Collection entries:
☆ ☆ ☆

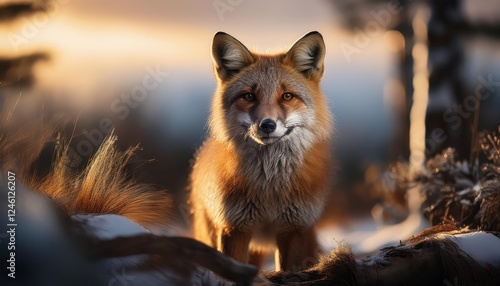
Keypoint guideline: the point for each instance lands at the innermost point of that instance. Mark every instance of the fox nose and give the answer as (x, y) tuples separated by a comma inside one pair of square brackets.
[(267, 126)]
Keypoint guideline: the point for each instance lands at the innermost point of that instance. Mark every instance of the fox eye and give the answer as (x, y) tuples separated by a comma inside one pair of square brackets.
[(248, 96), (287, 96)]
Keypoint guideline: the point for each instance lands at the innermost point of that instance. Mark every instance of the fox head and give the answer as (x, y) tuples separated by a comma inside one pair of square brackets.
[(267, 99)]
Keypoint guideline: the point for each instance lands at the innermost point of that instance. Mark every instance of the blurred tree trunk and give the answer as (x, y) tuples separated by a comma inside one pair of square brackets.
[(402, 142), (446, 85)]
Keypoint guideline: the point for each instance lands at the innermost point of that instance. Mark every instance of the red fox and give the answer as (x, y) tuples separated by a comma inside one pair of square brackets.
[(261, 178)]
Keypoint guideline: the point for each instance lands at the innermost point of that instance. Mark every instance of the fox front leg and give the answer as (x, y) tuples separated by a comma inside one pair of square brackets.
[(234, 243), (297, 250)]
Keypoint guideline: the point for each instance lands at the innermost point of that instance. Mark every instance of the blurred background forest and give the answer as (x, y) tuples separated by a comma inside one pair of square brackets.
[(404, 79)]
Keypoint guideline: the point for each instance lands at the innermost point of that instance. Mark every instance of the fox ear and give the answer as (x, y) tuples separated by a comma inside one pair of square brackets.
[(307, 55), (229, 56)]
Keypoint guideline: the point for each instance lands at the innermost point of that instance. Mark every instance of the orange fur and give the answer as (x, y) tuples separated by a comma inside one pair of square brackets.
[(253, 190)]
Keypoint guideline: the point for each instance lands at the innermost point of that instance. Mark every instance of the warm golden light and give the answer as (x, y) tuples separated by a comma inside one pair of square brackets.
[(420, 91)]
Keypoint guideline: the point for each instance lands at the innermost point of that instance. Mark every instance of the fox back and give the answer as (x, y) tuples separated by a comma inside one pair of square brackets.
[(261, 178)]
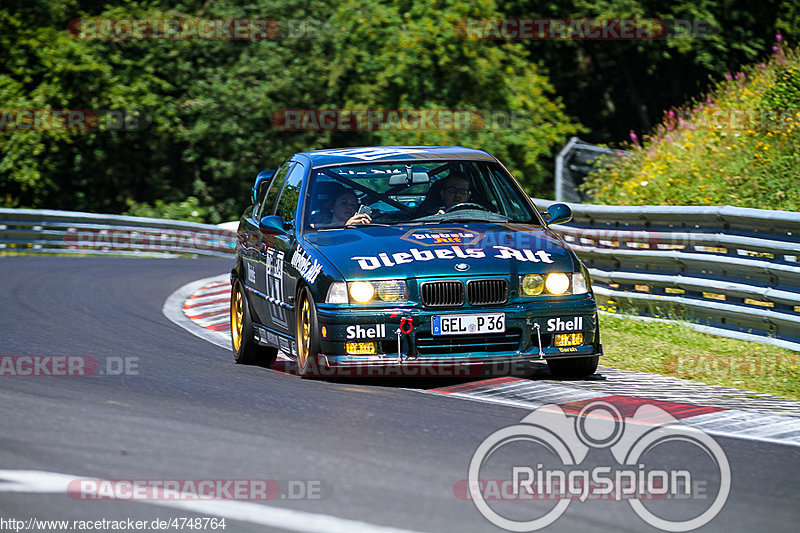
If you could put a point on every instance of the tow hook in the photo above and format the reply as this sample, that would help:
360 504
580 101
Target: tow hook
406 327
539 336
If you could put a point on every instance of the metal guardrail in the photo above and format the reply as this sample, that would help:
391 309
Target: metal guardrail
736 269
69 232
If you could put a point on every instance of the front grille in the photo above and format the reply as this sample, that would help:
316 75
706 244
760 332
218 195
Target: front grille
448 293
428 344
487 291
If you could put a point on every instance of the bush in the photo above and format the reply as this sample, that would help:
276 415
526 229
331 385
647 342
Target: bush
739 145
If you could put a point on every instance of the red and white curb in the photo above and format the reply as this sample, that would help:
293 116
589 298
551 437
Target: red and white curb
202 308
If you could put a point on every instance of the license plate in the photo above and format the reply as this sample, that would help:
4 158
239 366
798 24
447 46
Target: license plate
468 324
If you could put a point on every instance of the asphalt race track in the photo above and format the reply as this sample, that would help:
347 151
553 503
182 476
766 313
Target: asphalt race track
372 456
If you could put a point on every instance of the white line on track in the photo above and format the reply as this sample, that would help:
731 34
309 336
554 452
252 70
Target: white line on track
38 481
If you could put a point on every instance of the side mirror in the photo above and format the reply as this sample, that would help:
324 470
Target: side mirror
557 214
262 178
274 224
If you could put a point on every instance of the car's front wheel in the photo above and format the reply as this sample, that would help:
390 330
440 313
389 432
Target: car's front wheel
307 336
573 367
245 349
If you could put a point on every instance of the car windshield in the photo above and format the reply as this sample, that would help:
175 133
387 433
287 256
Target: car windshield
414 193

☆ ☆ ☆

Description of the task: Starting with the top line, write out all the data above exactly; keep the pictures out.

Exercise result:
Keypoint guideline: the point for each instance lands at the innermost point of that instance. Mark every instance of the fox nose and give the answer as (x, y) tuples separated by a comma inside one pair of square brackets.
[(267, 126)]
Keypoint guideline: the point for each instance lands at the innermost point of that instance. Mark every instance of the fox eye and give the answer as (x, y) tuples separated by a comma inside one pair of square brackets.
[(248, 96), (287, 96)]
Keypoint guideline: the point for each instance lands at the innermost point of that instance. Mark every instance of the fox head and give the answer as (x, y) tuples separated by a comma inside one pair of square brackets.
[(267, 99)]
Keypoint guideline: the point for each instance lands at the innermost point of that instance. Mark every instance of the blurred tree trunk and give the answer as (x, y) tuples separated by a comma inside one pair of square brackets.
[(402, 142), (446, 85)]
Keypoint guideline: the point for each instance lands at the innermost point of that instance. Mark every instance of the red fox and give the answer as (x, y) tuples separated by a comma inside one pair of square brackets.
[(261, 178)]
Keypoint guideline: the point for each instance lands at the innermost point of that instance. Mark every instance of the fox front leg and give the answer as (x, y) tuples separated by a comma inside one pair of square brackets.
[(234, 243), (297, 250)]
Keypoint guideline: the point for each instance lands at the innermost point of that instance. Mark every instance of the blurred background forest and give the answer as (x, y) tuples separated by a comma inside one pair of square brackets.
[(404, 79)]
Keypoint guideline: the point for each instance lands at the innermost point of that instance. Mark every instance of the fox ear and give the answer as (x, y) tuples separated by a comma inside one pair of square brackets.
[(307, 55), (229, 56)]
Keypoint guideline: the point for each instance lands at the innermost point of that instance. Mark every instance of the orange fur and give the answer as (x, y) tuples separated by a comma inside one pair of square brackets.
[(253, 190)]
Keypoint guideline: the point for each instance lands at the innermost point of that instance. Mark every instance of the warm golden light and give the answer as (x, y) tuples separated by a comma inside one pair of square brackets.
[(420, 91)]
Keypoint guideline: the point for each instance lands at the innermost point of that instance. Mark every instance of the fox back and give the answer as (x, y) tuples separated by a comma inside one pair of square brackets.
[(261, 178)]
If you could put a point on every instance of the tow hook in the photo above and format the reply as this sample, that would help:
360 504
580 101
Target: tow hook
406 327
539 336
If you could put a point on every instance of the metal guardrail in the photo above and format the reply as this sample, that would help:
391 309
Target: metal guardrail
736 269
69 232
If you could put a point on every instance of the front grille in the photo above and format the reply as this sample, that would help:
316 75
706 244
760 332
218 195
Target: front grille
448 293
428 344
487 291
If you could put a point on every instance of the bush in the photo above and format the reply as this sample, that would help:
276 415
526 229
331 385
647 342
Target: bush
739 145
If you could put a point on every instance of the red and white curb in the photo above and format the reply as this sample, that would help:
293 116
589 298
551 437
Target: red and white curb
202 308
If you could put a point on every instance of the license plate in the photo above and format the reply as this sample, that would help:
4 158
239 366
798 24
447 46
Target: license plate
468 324
If you could put a point on every instance of the asphalt race track in the photo above and format the reply as this sample, that would help:
347 151
553 503
182 476
766 313
Target: asphalt race track
372 456
If you could put a point on every instance of the white line on track in the photo above and format the reply as this sample, that would help:
731 34
309 336
554 452
252 70
Target: white line on track
38 481
If you could put a point on every instance of the side mirror in the photo above and format the reply as this sample, that would help:
324 470
Target: side mirror
557 214
262 178
274 224
If you could put a point on every instance of the car's front wheel in the photo above and format the reply as this sample, that would help:
390 330
440 313
389 432
Target: car's front wheel
307 336
573 367
245 349
If you could put a point on every instance of the car windshield in the photo above and format the reply as this sample, that would help:
175 133
387 433
287 256
Target: car windshield
414 193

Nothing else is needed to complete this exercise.